**SELECTED PASSAGE:**
There have been some questions raised recently regarding the new federal healthcare law and whether it creates a 3.8% sales tax on the sale of one’s home. While the new law does create a “medicare surcharge” of 3.8% on unearned net investment income for singles with an adjusted gross income (AGI) over $200k and married couples with an AGI over $250k, the capital gains exclusions for the sale of one’s principal residence of $250K of gain for singles and $500k of gain for married couples would still apply.
In a new Q&A on the health care law, NAR addresses this issue:
Q: Will the 3.8% tax apply to any part of the gain on the sale of a principal residence?
A: The new Medicare tax would apply only to any gain realized that is more than the $250K/$500K existing primary home exclusion (known as the “taxable gain”), and only if the seller has AGI above the $200K/$250K AGI thresholds.
So, for example, if the taxable gain was $30,000 and a married couple had AGI (which would include the taxable gain) of $180,000, the 3.8% tax would not apply because AGI is less than $250,000. If that same couple had AGI of $290,000, then the application of the 3.8% tax would be subject to the same formula described above. The $30,000taxable gain on the sale would be less than the $40,000 excess above $250,000 AGI, so the $30,000 gain would be subject to the new 3.8% tax.

Region pointing data
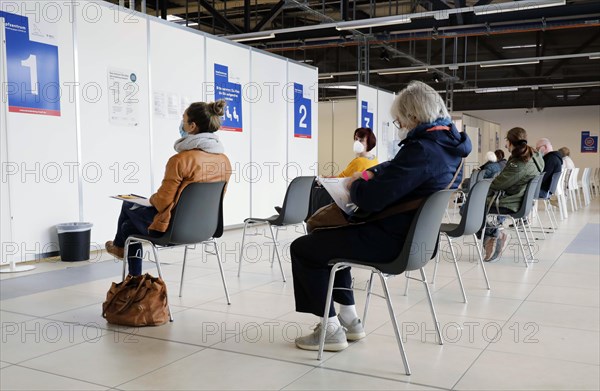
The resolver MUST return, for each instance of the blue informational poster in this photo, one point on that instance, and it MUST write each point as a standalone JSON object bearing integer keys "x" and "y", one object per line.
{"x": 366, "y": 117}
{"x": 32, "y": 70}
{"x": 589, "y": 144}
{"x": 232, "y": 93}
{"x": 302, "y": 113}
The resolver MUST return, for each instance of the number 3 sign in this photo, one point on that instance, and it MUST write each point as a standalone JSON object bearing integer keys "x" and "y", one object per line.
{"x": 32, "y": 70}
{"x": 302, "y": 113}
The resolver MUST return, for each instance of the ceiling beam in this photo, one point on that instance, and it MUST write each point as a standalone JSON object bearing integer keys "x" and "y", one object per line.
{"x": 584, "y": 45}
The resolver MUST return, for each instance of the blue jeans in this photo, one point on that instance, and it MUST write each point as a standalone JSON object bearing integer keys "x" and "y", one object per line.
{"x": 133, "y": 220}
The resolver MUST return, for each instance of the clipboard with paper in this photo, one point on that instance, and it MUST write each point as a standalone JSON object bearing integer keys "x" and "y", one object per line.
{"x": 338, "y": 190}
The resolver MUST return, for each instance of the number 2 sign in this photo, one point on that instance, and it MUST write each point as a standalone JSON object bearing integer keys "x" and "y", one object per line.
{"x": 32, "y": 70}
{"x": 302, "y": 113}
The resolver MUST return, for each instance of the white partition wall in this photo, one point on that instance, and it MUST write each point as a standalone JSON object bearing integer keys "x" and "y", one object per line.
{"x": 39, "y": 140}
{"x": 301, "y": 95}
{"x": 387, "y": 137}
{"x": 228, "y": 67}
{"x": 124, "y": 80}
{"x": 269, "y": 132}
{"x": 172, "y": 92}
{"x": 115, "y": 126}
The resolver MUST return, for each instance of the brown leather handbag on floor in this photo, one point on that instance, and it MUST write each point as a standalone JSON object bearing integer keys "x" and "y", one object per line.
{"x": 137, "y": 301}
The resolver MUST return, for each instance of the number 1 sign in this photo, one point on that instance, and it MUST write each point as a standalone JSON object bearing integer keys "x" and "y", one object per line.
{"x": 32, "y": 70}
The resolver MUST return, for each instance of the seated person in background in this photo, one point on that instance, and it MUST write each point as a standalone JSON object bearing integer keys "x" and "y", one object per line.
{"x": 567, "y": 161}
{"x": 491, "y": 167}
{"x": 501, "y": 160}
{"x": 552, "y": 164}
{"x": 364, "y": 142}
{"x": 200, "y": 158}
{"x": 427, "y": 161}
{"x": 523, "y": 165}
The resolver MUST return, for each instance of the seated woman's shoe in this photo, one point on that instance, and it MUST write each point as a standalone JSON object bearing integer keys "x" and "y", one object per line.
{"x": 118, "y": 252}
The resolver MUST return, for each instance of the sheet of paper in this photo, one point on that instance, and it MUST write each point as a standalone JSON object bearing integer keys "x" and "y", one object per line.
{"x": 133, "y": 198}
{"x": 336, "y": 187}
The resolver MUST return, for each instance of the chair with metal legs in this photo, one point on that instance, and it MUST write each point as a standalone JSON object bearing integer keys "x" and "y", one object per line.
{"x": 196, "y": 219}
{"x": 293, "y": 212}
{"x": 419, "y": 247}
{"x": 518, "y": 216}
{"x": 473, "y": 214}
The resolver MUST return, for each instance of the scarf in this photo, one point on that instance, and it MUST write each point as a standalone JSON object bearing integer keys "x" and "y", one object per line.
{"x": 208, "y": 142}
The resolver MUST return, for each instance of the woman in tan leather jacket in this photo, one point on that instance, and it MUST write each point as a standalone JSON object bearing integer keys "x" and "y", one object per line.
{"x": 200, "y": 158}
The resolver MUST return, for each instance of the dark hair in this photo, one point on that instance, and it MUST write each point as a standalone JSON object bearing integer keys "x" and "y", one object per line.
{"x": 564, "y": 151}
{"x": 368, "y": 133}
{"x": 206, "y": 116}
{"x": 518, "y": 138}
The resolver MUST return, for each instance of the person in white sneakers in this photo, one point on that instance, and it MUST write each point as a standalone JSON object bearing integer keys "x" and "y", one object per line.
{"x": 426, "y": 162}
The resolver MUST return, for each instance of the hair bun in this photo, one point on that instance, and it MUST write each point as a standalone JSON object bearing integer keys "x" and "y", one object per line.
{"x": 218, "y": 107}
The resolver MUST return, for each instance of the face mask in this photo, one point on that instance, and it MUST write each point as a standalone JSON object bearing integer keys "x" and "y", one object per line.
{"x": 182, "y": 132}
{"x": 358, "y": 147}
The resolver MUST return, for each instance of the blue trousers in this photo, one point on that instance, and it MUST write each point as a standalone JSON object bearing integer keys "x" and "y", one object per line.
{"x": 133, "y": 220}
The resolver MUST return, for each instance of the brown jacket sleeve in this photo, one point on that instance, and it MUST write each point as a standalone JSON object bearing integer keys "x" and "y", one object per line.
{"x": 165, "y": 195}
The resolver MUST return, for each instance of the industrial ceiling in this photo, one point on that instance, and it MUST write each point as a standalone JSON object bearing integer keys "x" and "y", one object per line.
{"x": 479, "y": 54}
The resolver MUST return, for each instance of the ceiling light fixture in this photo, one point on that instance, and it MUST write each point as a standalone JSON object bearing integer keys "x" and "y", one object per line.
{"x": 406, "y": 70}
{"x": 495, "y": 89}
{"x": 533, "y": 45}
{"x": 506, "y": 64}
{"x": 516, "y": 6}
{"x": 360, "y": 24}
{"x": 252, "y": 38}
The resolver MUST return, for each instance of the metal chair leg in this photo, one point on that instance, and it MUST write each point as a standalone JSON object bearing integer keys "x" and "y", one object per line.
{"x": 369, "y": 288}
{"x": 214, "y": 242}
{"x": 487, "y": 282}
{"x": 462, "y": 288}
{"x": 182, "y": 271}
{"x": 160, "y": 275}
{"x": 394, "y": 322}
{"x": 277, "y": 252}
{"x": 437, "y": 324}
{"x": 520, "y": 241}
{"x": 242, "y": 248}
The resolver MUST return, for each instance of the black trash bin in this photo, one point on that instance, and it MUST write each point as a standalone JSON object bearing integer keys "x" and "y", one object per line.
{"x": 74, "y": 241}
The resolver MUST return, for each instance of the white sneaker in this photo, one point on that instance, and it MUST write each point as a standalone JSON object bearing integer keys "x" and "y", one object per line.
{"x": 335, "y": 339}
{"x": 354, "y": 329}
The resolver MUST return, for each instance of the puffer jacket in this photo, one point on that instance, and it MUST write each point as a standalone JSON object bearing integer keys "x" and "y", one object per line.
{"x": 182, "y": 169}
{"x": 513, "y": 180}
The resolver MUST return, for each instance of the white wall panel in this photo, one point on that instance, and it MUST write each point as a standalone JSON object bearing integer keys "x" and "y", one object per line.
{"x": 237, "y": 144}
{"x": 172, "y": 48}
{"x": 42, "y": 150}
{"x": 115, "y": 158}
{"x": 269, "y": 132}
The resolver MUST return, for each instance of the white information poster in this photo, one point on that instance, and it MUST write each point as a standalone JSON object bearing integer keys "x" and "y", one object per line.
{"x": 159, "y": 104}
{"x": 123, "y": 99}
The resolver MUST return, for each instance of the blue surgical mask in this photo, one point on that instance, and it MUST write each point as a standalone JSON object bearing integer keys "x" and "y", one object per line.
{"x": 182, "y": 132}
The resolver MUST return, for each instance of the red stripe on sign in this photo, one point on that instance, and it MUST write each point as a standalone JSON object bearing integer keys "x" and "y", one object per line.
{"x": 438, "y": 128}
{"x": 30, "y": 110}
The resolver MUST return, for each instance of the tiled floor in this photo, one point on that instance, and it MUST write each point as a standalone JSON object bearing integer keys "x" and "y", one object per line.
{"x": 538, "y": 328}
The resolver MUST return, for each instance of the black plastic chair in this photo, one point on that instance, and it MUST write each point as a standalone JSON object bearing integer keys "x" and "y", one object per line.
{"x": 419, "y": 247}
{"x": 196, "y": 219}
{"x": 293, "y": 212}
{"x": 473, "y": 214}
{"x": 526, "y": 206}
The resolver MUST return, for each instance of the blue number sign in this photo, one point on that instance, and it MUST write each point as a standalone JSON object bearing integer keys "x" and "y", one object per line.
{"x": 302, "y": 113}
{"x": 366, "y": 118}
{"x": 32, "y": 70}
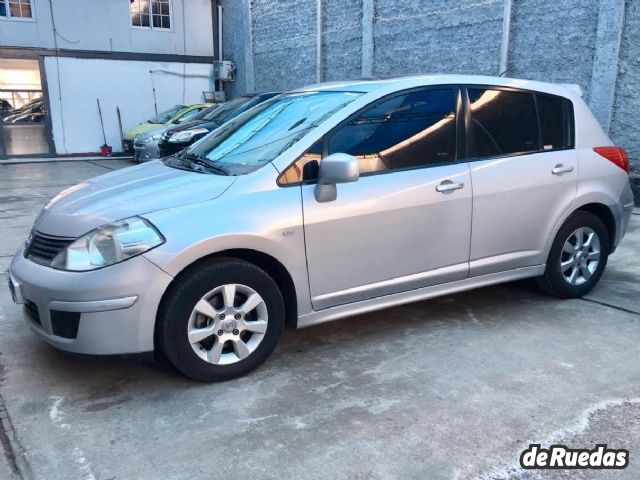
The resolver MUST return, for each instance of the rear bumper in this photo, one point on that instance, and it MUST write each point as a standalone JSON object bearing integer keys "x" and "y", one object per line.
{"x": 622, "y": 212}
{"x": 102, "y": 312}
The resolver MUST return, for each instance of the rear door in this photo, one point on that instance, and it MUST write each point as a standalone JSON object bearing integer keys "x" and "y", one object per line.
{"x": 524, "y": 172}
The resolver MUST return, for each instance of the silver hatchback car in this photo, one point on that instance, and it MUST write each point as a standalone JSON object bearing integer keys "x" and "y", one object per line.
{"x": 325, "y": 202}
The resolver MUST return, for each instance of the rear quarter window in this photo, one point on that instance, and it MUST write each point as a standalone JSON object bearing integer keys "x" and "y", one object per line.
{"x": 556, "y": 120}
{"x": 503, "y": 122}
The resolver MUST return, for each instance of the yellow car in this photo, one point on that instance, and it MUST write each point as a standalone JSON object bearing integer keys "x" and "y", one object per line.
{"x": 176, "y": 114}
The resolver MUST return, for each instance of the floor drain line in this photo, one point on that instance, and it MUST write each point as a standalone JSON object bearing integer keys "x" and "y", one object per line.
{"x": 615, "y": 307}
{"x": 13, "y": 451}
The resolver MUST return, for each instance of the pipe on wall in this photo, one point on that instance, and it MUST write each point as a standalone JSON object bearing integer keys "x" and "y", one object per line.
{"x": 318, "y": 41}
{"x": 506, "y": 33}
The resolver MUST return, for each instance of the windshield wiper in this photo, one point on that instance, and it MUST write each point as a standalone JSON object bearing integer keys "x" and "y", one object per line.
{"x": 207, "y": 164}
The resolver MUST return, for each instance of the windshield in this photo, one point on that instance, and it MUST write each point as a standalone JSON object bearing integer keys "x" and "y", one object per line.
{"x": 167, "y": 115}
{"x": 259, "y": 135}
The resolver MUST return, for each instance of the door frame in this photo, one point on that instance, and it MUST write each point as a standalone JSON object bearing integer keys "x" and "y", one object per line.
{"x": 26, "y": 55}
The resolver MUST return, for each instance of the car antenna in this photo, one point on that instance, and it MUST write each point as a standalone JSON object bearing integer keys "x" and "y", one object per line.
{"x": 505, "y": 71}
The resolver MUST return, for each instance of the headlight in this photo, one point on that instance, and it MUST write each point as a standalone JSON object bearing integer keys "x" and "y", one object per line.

**TASKS TO COMPLETE:**
A. How would the sentence "Will the 3.8% tax apply to any part of the gain on the sale of a principal residence?" from the passage on the 3.8% Medicare tax read in Spanish?
B. Can you write out everything from "In a new Q&A" down to "the $200K/$250K AGI thresholds." in the passage on the 3.8% Medicare tax again, replacing "seller" with "homeowner"?
This material has no connection to the text about the 3.8% Medicare tax.

**ANSWERS PER TASK:**
A. ¿Se aplicará el impuesto del 3.8% a alguna parte de la ganancia en la venta de una residencia principal?

B.
In a new Q&A on the health care law, NAR addresses this issue:
Q: Will the 3.8% tax apply to any part of the gain on the sale of a principal residence?
A: The new Medicare tax would apply only to any gain realized that is more than the $250K/$500K existing primary home exclusion (known as the “taxable gain”), and only if the homeowner has AGI above the $200K/$250K AGI thresholds.